Material to process:
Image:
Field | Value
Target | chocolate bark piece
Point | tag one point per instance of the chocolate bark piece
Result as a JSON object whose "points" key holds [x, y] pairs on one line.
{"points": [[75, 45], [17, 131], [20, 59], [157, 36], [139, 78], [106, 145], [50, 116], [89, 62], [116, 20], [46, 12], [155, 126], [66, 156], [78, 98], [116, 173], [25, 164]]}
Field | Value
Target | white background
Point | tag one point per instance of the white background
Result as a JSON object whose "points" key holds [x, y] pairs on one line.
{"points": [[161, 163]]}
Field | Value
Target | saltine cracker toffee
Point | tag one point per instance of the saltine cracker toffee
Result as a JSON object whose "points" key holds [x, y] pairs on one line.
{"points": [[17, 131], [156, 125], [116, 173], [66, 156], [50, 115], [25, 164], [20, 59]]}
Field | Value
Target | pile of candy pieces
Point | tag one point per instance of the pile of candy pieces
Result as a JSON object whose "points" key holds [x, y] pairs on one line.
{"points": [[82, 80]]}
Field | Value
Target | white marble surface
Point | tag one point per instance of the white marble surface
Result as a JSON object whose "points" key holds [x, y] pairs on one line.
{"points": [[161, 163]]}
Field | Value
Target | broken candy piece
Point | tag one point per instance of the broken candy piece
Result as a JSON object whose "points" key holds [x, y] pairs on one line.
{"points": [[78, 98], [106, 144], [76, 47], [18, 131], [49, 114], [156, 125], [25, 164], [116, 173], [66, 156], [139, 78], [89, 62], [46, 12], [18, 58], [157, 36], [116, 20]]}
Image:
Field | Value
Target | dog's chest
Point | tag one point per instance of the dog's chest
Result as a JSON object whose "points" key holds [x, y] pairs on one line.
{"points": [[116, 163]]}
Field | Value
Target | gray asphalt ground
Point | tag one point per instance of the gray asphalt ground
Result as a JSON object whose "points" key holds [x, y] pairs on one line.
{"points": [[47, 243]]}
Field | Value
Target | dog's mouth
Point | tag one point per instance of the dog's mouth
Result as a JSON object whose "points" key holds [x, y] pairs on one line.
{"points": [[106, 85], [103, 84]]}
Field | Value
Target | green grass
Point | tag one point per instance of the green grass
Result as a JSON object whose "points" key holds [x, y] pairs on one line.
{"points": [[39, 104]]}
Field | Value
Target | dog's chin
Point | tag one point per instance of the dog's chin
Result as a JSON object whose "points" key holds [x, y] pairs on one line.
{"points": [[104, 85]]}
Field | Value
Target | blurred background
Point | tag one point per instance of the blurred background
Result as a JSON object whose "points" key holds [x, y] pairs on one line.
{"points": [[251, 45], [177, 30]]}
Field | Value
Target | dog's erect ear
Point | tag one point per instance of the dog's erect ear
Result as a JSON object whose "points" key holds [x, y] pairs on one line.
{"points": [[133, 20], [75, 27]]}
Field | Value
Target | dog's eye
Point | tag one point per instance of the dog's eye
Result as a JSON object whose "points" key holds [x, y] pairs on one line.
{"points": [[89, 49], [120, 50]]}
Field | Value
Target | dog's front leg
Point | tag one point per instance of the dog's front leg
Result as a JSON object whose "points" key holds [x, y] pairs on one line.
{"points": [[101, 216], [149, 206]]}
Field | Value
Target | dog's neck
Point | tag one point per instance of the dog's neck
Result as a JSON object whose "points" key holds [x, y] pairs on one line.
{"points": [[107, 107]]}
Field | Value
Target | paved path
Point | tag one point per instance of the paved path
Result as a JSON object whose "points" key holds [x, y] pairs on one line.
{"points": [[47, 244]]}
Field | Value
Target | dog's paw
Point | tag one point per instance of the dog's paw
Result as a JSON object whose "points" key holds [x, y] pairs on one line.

Given exercise: Copy out the whole listing, exactly as written.

Task solution:
Image:
Field | Value
Target | chocolate bark piece
Point | tag one point per instance of the chocolate bark piece
Result as a JSON object whose "points" key holds [x, y] pairs on one line.
{"points": [[75, 45], [17, 131], [20, 59], [157, 36], [139, 78], [106, 145], [50, 116], [89, 62], [116, 20], [46, 12], [155, 126], [66, 156], [78, 98], [116, 173], [25, 164]]}
Field | Value
Target | white background
Point | tag one point per instance of the white background
Result as a JSON object whose "points" key holds [x, y] pairs on one line.
{"points": [[161, 163]]}
Field | Value
Target | saltine cracker toffee
Point | tag one point per instance of the saltine cracker toffee
Result as a JSON object whose "points" key holds [x, y] pairs on one line.
{"points": [[17, 131], [156, 125], [116, 173], [66, 156], [50, 115], [25, 164], [20, 59]]}
Field | Value
Target | pile of candy pieces
Point | tag one point per instance of the pile of candy pieces
Result as a JSON object whose "points" key holds [x, y] pairs on one line.
{"points": [[82, 80]]}
Field | Value
Target | white marble surface
Point | tag one point per instance of the white marble surface
Result as a JSON object whose "points" key holds [x, y] pairs on one line.
{"points": [[161, 163]]}
Field | Value
Target | broken candy piece
Point | tag one point per instance of the broken candy piece
Result as a JSON object whose "points" key holds [x, y] pairs on one line.
{"points": [[78, 98], [106, 144], [76, 47], [18, 131], [49, 114], [156, 125], [25, 164], [116, 173], [66, 156], [139, 78], [89, 62], [46, 12], [18, 58], [157, 36], [116, 20]]}
Image:
Field | Value
Target | dog's chest
Point | tag one point per instance of the dog's chest
Result as a JSON object whose "points" key holds [x, y] pairs on one line.
{"points": [[116, 163]]}
Field | Value
Target | gray asphalt ground
Point | tag one point per instance of the gray asphalt ground
Result as a JSON object whose "points" key holds [x, y] pairs on one line.
{"points": [[47, 243]]}
Field | Value
Target | dog's mouth
Point | tag one point per instance of the dog's mouth
Result as a JSON object whose "points" key holds [x, y] pairs on one line.
{"points": [[106, 85], [103, 84]]}
Field | Value
Target | green grass
Point | tag one point per instance of the green grass
Result as a JSON object whose "points" key holds [x, y] pairs on one line.
{"points": [[39, 104]]}
Field | Value
Target | dog's chin
Point | tag one point per instance of the dog's chin
Result as a JSON object whose "points" key holds [x, y] pairs on one line.
{"points": [[104, 85]]}
Field | Value
Target | blurred background
Point | tag one point per instance of the blurred background
Result as a JSON object whose "points" key holds [x, y] pairs on one line.
{"points": [[251, 45], [177, 30]]}
Field | Value
Target | dog's erect ear
Point | tag one point per instance of the dog's erect ear
Result as a JSON object whose "points" key holds [x, y] pairs on one line.
{"points": [[133, 20], [75, 27]]}
Field | Value
Target | dog's eye
Point | tag one point per instance of the dog's eye
Result as a JSON object whose "points" key holds [x, y] pairs on one line.
{"points": [[89, 49], [120, 50]]}
Field | Value
Target | dog's front leg
Point | tag one point per instance of the dog's front leg
Result as a JSON object whose "points" key holds [x, y] pairs on one line.
{"points": [[101, 216], [149, 206]]}
Field | Value
Target | dog's neck
Point | tag one point per instance of the dog's neck
Result as a JSON object whose "points" key holds [x, y] pairs on one line.
{"points": [[107, 107]]}
Field | Value
Target | paved path
Point | tag one point per instance of the paved path
Result as a JSON object whose "points" key holds [x, y] pairs on one line.
{"points": [[47, 244]]}
Field | Value
Target | dog's paw
Point | tag one point per instance of the dog's paw
Result as a JSON object whose "points" key holds [x, y] pairs on one line.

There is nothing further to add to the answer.